A la suite de l’apparition de désordres affectant la toiture de l’église, l’Etat a recherché la responsabilité de différents intervenants sur le fondement de la garantie décennale des constructeurs devant le tribunal administratif de Limoges, lequel a fait droit à sa demande.
En appel, la Cour a toutefois considéré que la demande présentée en première instance par l’Etat sur le fondement de la garantie décennale était en réalité irrecevable.
En effet, la juridiction a retenu que « si l’Etat, qui assume au nom et pour le compte de la commune, la direction et la responsabilité des travaux a qualité pour mettre en cause la responsabilité contractuelle des entrepreneurs et des architectes jusqu’à la réception définitive, la commune, propriétaire des ouvrages, a seule qualité, après cette réception, pour invoquer la garantie décennale qui pèse sur les constructeurs en application des principes dont s’inspirent les articles 1792 et suivants du code civil ».
Ainsi, si l’Etat pouvait engager, avant la réception des ouvrages, la responsabilité contractuelle des constructeurs, il lui était en revanche impossible de mettre en jeu leur responsabilité décennale à compter de la réception, laquelle avait mis fin à sa mission.
Il aurait pu en être différemment si la convention conclue entre la commune et l’Etat avait prévu une clause confiant à ce dernier le suivi décennal des ouvrages.
Faute pour la commune de pouvoir régulariser la demande en s’appropriant les conclusions de l’Etat pour la première fois en appel, la condamnation in solidum du maître d’œuvre et de la société titulaire du marché en cause est alors annulée.

DONNÉES FOURNIES.

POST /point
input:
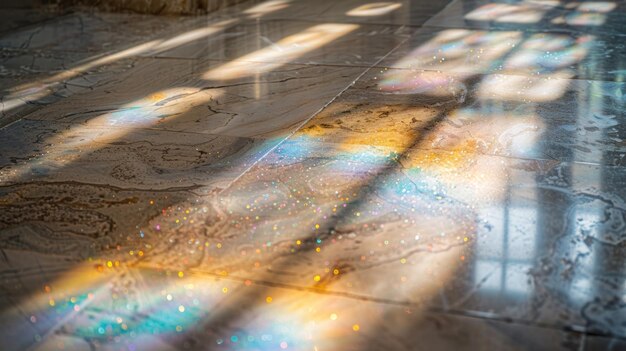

OBJECTIFS.
(1) Répondez aux trois questions suivantes à partir de l'extrait sur la garantie décennale :
(a) Quelle juridiction l'Etat a-t-il saisie en première instance ?
(b) Après la réception des ouvrages, qui a seul qualité pour invoquer la garantie décennale ?
(c) Quelle condamnation est annulée à la fin ?
(2) Relevez tous les professionnels de la construction que désigne l'extrait sur la garantie décennale, sans compter les termes génériques « intervenants » et « constructeurs ».
(3) Veuillez reprendre l'extrait sur la garantie décennale après sa dernière phrase.

RÉPONSES.
(1)
(a) Le tribunal administratif de Limoges.
(b) La commune, propriétaire des ouvrages.
(c) La condamnation in solidum du maître d'œuvre et de la société titulaire du marché en cause.

(2)
- Les entrepreneurs
- Les architectes
- Le maître d'œuvre
- La société titulaire du marché en cause

(3)
La signature du dirigeant et sa portée à l’égard de l’entreprise

Le nouvel article du Code civil L.1367 (ancien 1316-4 )pose le principe selon lequel « la signature nécessaire à la perfection d’un acte juridique identifie son auteur. Elle manifeste son consentement aux obligations qui découlent de cet acte ».
Cette disposition a souvent posé des difficultés d’interprétation sur le point de savoir si la signature du dirigeant ou associé d’une société l’identifie ou l’engage personnellement à l’égard des actes accomplis pour le compte de celle-ci. En d’autres termes, comment savoir si la signature du dirigeant l’engage personnellement ou n’engage exclusivement que l’entreprise qu’il représente ?
La lecture de ces trois arrêts de la Cour de cassation permet de répondre à cette préoccupation.
-  Les faits ayant donné lieu au premier arrêt (Cass., Com., 22 février 2005, n° 03-16398) font état d’une société de fait créée entre deux vétérinaires pour l’exercice en commun de leur activité alors qu’ils étaient par ailleurs associés dans d’autres sociétés et que l’un d’entre eux était associé unique d’une société unipersonnelle. Ces deux vétérinaires ont convenu de trois cessions subordonnées à la conditions suspensive de deux autres cessions. Mais pour la signature d’un l’accord, l’associé de la société unipersonnelle n’agissait pas ex qualité de sorte que cette société a été mise hors de cause alors que les requérant entendaient engager sa responsabilité.
La Cour de cassation a effet jugé que « d’une part, le dirigeant n’engage en principe la société que par les actes qu’il accomplit en qualité de mandataire social et qu’à défaut de mention de cette qualité, il appartient au tiers contractant de faire la preuve que le dirigeant a eu et manifesté la volonté d’agir au nom et pour le compte de la société ».
 – Dans la deuxième espèce (Cass., 3ème civ., 12 septembre 2006, n° 03-19277), une personne a été assignée tant en son nom personnel qu’en sa qualité de représentant d’une société, en paiement d’un solde d’honoraires en raison d’une faute qui aurait été commise dans l’exécution des prestations de la société.
Mais la Cour de cassation a jugé que le nom du défendeur n’étant indiqué que sous la rubrique « nom du représentant légal ou statutaire de la personne morale », il n’avait contracté qu’en sa seule qualité de gérant de la société.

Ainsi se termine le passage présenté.